• **TEXTE FOURNI**:
━━━━━━━━━━━━━━━━━━━━

Le mois de mars est un mois difficile dans notre climat. La déprime n'est jamais très loin car l'hiver a usé tout ce que nous avions de réserve de bonne humeur et de patience et le printemps se fait prier, comme chaque année, refusant de nous accorder l'orgie de soleil à laquelle nous rêvons. En mars, nous avons souvent les deux genoux par terre espérant que rien ne nous tombera plus sur la tête et que nous allons bientôt mettre les vêtements d'hiver au rancart et retrouver ce goût de liberté que le printemps va nous ramener enfin.
En mars, nous n'entendons plus à rire, nous avons la mèche courte et ce n'est pas le meilleur moment pour nous marcher sur les pieds.
C'est ce qu'auraient dû savoir les trois ténors qui, en ces deux jours de mars, nous ont écorché les oreilles et n'ont pas hésité à nous traiter comme des valises. Je me suis tapé trois discours qu'on disait importants pour notre avenir, celui d'Henri-Paul Rousseau devant la Chambre de commerce métropolitaine, celui de Stephen Harper à Brampton en Ontario, et celui de Jean Charest à l'Assemblée nationale du Québec. J'en ai déduit que j'avais perdu mon temps et qu'on nous prenait pour des valises. Constat très désagréable, ma foi.
Henri-Paul Rousseau. Quarante-huit minutes bien comptées de formules ronflantes où les mots économie, tempête, monde financier revenaient sans cesse et où le ton professoral ne laissait aucun espace pour le questionnement. Même si vous n'aviez rien compris, il était de bon ton de faire semblant au risque de passer pour un ignare aux yeux de la noble assemblée pratiquement composée exclusivement d'hommes d'affaires avertis... ou intéressés. Pas question de vous distinguer par un «je n'ai rien compris» qui aurait été comme une insulte au prof Rousseau, qui n'avait visiblement pas de temps à perdre. Cet homme si occupé a daigné accorder 48 minutes d'explications à un auditoire trié sur le volet, vous n'allez quand même pas lui demander de faire simple en plus.
Tout au long de son exposé, je n'ai cessé de me dire que cet homme-là aurait dû faire de la politique. Un «enfirouapeur» de la plus belle espèce qui, avec une assurance à toute épreuve, nous a fait la démonstration que la Caisse de dépôt va bien, que la crise achève et qu'il ne voit pas de quoi on se plaindrait. Plus méprisant que ça, tu meurs.
Le même bel optimisme habitait Stephen Harper à Brampton. On savait déjà que le Canada était le «plus meilleur pays au monde», on sait maintenant que ses banques sont aussi les «plus meilleures banques du monde». Qu'a dit Stephen Harper pour nous rassurer? Il a réaffirmé qu'il sait ce qu'il fait et que si l'opposition ne lui mettait pas toujours les bâtons dans les roues, il pourrait en faire encore beaucoup plus. Il a parlé d'espoir et a répété que nous ne devrions pas trop nous en faire car «tout va très bien, madame la marquise». Plus jovialiste que ça, tu meurs.

━━━━━━━━━━━━━━━━━━━━

• **DONNÉES FOURNIES**:

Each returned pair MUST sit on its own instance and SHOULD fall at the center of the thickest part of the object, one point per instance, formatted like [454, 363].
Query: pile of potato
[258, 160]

━━━━━━━━━━━━━━━━━━━━

• **TRAVAIL À FAIRE**:
[a] Relevez les trois discours évoqués dans le texte fourni en indiquant, pour chacun, l'orateur et le lieu où il a été prononcé.
[b] Prolongez le texte fourni sur les trois discours de mars en enchaînant après son dernier paragraphe.

• **RÉPONSES FOURNIES**:
[a]
- Henri-Paul Rousseau, devant la Chambre de commerce métropolitaine
- Stephen Harper, à Brampton en Ontario
- Jean Charest, à l'Assemblée nationale du Québec

[b]
Quant à Jean Charest, il a ressorti toutes ses vieilles fiches des années passées pour les resservir à la sauce du jour dans son discours inaugural. Cet homme-là n'aura jamais fini de nous étonner. Il a visiblement des hauts et des bas que l'on ne sait pas à quoi attribuer. En ce moment, un observateur averti affirmerait qu'il est dans un bas. Il faudrait que Michou lui mette un peu de vitamines dans sa soupane.
L'homme aux deux mains sur le volant ne sait visiblement pas où aller. Alors que tout un peuple est là, en attente d'une direction, d'un objectif, d'une idée nouvelle à se mettre sous la dent, il ressert le même pâté chinois sans aucune imagination. Alors qu'on attend de lui une lueur de mobilisation, un espoir vrai qui nous donne envie de mettre l'épaule à la roue, il joue le petit comptable sans envergure et sans imagination.
Même quand il élève la voix, quand il hausse le ton, quand il mord dans ses mots pour rendre une formule plus crédible, nous n'y croyons plus.
Le discours inaugural doit servir à annoncer les grands projets législatifs, les entreprises du gouvernement, les transformations sociales envisagées, pas la liste d'épicerie des dernières années. Plus terne que ça, tu meurs.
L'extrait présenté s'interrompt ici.